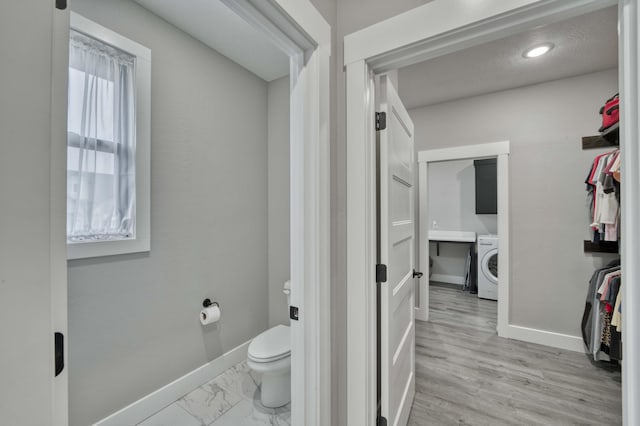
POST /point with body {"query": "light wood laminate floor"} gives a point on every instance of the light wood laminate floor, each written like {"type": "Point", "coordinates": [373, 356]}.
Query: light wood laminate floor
{"type": "Point", "coordinates": [467, 375]}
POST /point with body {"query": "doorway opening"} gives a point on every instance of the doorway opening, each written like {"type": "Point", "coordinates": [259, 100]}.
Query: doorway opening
{"type": "Point", "coordinates": [189, 154]}
{"type": "Point", "coordinates": [362, 63]}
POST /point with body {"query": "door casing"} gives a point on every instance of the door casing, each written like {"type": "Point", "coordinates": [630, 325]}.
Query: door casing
{"type": "Point", "coordinates": [429, 31]}
{"type": "Point", "coordinates": [299, 29]}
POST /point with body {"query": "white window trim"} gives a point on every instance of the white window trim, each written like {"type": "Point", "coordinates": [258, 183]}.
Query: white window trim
{"type": "Point", "coordinates": [142, 241]}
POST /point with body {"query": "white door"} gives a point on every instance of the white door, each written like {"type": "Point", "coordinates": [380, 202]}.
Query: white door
{"type": "Point", "coordinates": [396, 235]}
{"type": "Point", "coordinates": [32, 248]}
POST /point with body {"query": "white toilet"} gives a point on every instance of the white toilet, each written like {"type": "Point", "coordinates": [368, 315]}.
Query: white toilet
{"type": "Point", "coordinates": [270, 355]}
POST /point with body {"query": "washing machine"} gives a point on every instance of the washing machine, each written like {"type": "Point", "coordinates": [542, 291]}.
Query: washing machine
{"type": "Point", "coordinates": [488, 267]}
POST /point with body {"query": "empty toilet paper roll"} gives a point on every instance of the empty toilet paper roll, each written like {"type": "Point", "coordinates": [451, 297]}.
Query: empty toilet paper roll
{"type": "Point", "coordinates": [210, 315]}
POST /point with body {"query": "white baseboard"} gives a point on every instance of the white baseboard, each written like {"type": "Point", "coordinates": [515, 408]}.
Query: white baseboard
{"type": "Point", "coordinates": [547, 338]}
{"type": "Point", "coordinates": [451, 279]}
{"type": "Point", "coordinates": [166, 395]}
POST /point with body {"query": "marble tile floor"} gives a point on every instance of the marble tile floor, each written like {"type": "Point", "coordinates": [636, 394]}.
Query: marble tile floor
{"type": "Point", "coordinates": [467, 375]}
{"type": "Point", "coordinates": [231, 399]}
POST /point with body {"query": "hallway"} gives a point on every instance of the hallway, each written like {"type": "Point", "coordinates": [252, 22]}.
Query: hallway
{"type": "Point", "coordinates": [467, 375]}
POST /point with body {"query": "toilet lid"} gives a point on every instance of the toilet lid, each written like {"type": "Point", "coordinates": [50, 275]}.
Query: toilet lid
{"type": "Point", "coordinates": [271, 345]}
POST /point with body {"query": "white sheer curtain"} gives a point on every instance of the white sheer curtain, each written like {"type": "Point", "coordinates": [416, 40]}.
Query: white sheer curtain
{"type": "Point", "coordinates": [101, 142]}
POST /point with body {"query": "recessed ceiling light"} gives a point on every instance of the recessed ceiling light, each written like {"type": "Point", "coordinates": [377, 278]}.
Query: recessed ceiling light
{"type": "Point", "coordinates": [538, 50]}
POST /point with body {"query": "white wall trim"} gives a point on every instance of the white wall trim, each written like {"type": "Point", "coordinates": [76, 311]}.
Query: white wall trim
{"type": "Point", "coordinates": [465, 152]}
{"type": "Point", "coordinates": [547, 338]}
{"type": "Point", "coordinates": [298, 28]}
{"type": "Point", "coordinates": [415, 36]}
{"type": "Point", "coordinates": [427, 32]}
{"type": "Point", "coordinates": [361, 246]}
{"type": "Point", "coordinates": [629, 69]}
{"type": "Point", "coordinates": [58, 227]}
{"type": "Point", "coordinates": [166, 395]}
{"type": "Point", "coordinates": [451, 279]}
{"type": "Point", "coordinates": [494, 149]}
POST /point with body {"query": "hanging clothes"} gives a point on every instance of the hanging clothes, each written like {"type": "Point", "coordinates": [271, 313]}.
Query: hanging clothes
{"type": "Point", "coordinates": [603, 195]}
{"type": "Point", "coordinates": [601, 315]}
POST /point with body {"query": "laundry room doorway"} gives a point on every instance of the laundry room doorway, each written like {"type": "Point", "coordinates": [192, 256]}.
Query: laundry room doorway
{"type": "Point", "coordinates": [429, 158]}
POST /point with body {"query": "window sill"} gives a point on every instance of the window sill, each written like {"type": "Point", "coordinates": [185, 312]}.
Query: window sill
{"type": "Point", "coordinates": [85, 250]}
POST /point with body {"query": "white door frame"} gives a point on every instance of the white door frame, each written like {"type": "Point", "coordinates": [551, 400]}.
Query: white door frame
{"type": "Point", "coordinates": [299, 29]}
{"type": "Point", "coordinates": [500, 150]}
{"type": "Point", "coordinates": [435, 29]}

## [GIVEN REQUEST]
Print the lines of the items without any change, beginning with the line that contains "of the laundry" and continuing through the last line of the items.

## [RESULT]
POST /point with body {"query": "laundry room doorway"} gives a point on every instance of the laundry room doorway, each written like {"type": "Point", "coordinates": [192, 256]}.
Query: laundry room doorway
{"type": "Point", "coordinates": [429, 158]}
POST /point with body {"query": "window sill"} gives a point on every instance of the window sill, each written like {"type": "Point", "coordinates": [185, 312]}.
Query: window sill
{"type": "Point", "coordinates": [85, 250]}
POST /point with body {"query": "white door frame"} gives a point on every instance of the white door frame, each written like {"type": "Point", "coordinates": [551, 400]}.
Query: white door frame
{"type": "Point", "coordinates": [299, 29]}
{"type": "Point", "coordinates": [500, 150]}
{"type": "Point", "coordinates": [435, 29]}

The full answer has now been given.